_WHAT IS BEING ASKED_: Can you format the listing below as a Markdown table with the columns "Row" and "Entry," giving each line its own numbered row and leaving out blank lines? Leave the pictures out of the table.

· · · ·

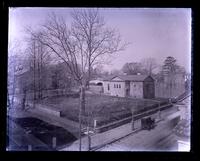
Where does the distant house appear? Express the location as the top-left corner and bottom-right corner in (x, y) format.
(89, 78), (103, 93)
(103, 75), (155, 99)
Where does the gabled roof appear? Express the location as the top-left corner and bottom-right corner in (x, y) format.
(104, 75), (153, 82)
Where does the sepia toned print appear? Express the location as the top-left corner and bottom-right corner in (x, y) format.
(6, 7), (192, 152)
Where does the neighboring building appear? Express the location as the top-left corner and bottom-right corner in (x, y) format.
(89, 78), (103, 93)
(103, 75), (155, 99)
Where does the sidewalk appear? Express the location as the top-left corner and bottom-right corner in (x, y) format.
(61, 105), (177, 151)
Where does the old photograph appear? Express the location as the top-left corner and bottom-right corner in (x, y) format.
(6, 7), (192, 152)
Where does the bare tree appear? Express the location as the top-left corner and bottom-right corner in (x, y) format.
(26, 10), (125, 150)
(27, 37), (51, 100)
(141, 58), (158, 75)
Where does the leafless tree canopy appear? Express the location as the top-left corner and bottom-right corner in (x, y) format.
(27, 9), (126, 85)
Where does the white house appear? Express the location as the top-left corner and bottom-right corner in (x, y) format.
(103, 75), (155, 98)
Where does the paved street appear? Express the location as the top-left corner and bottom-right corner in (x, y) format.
(60, 108), (177, 151)
(7, 100), (180, 151)
(99, 120), (176, 151)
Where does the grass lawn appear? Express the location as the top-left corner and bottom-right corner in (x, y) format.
(39, 94), (167, 127)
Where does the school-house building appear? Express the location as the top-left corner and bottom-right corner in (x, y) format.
(103, 75), (155, 99)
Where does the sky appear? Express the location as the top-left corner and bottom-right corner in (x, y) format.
(8, 8), (192, 71)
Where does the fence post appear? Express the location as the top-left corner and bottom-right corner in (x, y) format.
(28, 145), (32, 151)
(131, 109), (135, 130)
(52, 137), (56, 149)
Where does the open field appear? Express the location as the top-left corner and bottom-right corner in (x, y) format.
(38, 94), (166, 126)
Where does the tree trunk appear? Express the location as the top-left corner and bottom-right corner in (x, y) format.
(79, 86), (85, 151)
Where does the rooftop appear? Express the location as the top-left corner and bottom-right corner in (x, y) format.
(104, 75), (153, 82)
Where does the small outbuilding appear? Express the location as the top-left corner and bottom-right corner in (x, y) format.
(103, 75), (155, 99)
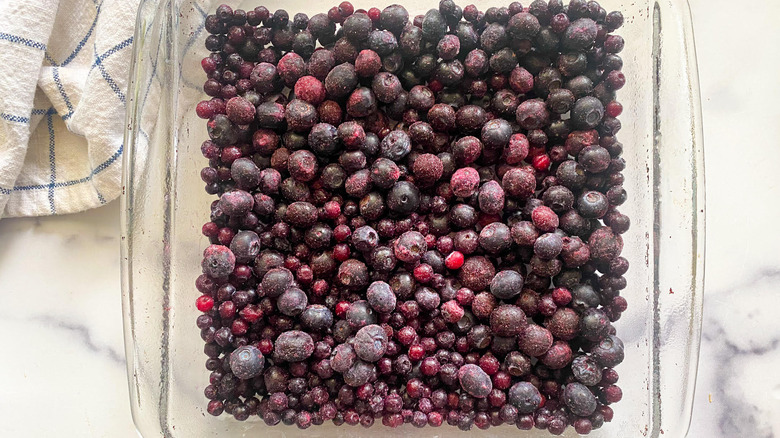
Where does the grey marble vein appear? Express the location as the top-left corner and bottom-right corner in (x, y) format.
(30, 316), (125, 365)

· · · ·

_ANSWER TO THIS TASK_:
| Row | Entry |
|---|---|
| 1 | Where does the distant house appear? Express the location as the top-left corner and bottom-right corner in (x, y) format. |
| 2 | (89, 78), (103, 93) |
| 3 | (103, 75), (155, 99) |
| 4 | Where does the gabled roof appear? Express the location as the top-left corner and bottom-right corner in (x, y) format. |
| 5 | (104, 75), (153, 82) |
| 6 | Where does the sepia toned print appear? Express the location as the top-left corner and bottom-right corner in (x, y) format. |
| 7 | (6, 7), (192, 152) |
| 8 | Where does the neighboring building appear? Express the location as the top-left corner and bottom-right corner in (x, y) format. |
| 9 | (89, 78), (103, 93) |
| 10 | (103, 75), (155, 99) |
| 11 | Where does the sidewalk appear? Express the location as the top-left corner and bottom-right corner in (x, y) format. |
| 12 | (61, 105), (177, 151) |
| 13 | Where does the old photograph appear? Express the location as the top-left corner and bottom-right corner in (x, y) format. |
| 14 | (6, 7), (192, 152) |
| 15 | Where does the bare tree appear? Express the location as the top-left corner and bottom-right corner in (x, y) format. |
| 16 | (26, 10), (125, 150) |
| 17 | (27, 37), (51, 100) |
| 18 | (141, 58), (158, 75) |
| 19 | Where does the leafless tree canopy appear? Express the location as the top-left corner and bottom-right corner in (x, y) format. |
| 20 | (27, 9), (126, 85) |
| 21 | Where does the white house appear? Express the location as the top-left corner and bottom-right corner in (x, y) format. |
| 22 | (103, 75), (155, 98) |
| 23 | Where does the paved street appear? Express the location as the top-left corner and bottom-right corner in (x, y) format. |
| 24 | (60, 108), (177, 151) |
| 25 | (7, 100), (180, 151) |
| 26 | (99, 120), (176, 151) |
| 27 | Where does the grass lawn appear? Express the location as the top-left corner and bottom-right corner in (x, y) format. |
| 28 | (39, 94), (167, 127) |
| 29 | Where does the school-house building appear? Express the location as the top-left corner and bottom-right corner in (x, y) format. |
| 30 | (103, 75), (155, 99) |
| 31 | Where does the sky appear? Express the location as the top-left corner and bottom-right corner in (x, y) format. |
| 32 | (8, 8), (192, 71) |
| 33 | Where does the fence post appear? Express the location as the top-left corner and bottom-right corner in (x, y) format. |
| 34 | (28, 145), (32, 151) |
| 35 | (131, 109), (135, 130) |
| 36 | (52, 137), (56, 149) |
| 37 | Where does the open field appear? Express the location as the top-left corner and bottom-right corner in (x, y) format. |
| 38 | (38, 94), (166, 126) |
| 39 | Where does the tree trunk appear? Express the location as the top-left corner and bottom-right corner in (x, y) format. |
| 40 | (79, 86), (85, 151) |
| 41 | Where does the rooftop appear? Express the location as the top-left corner and bottom-right corner in (x, y) format. |
| 42 | (104, 75), (153, 82) |
| 43 | Where does the small outbuilding appear? Express the location as the top-left corner and bottom-right corner in (x, y) format. |
| 44 | (103, 75), (155, 99) |
| 45 | Where does the grey marble vein appear? Express the location as the top-left corner and bottom-right corner in (x, y) format. |
| 46 | (30, 316), (125, 365) |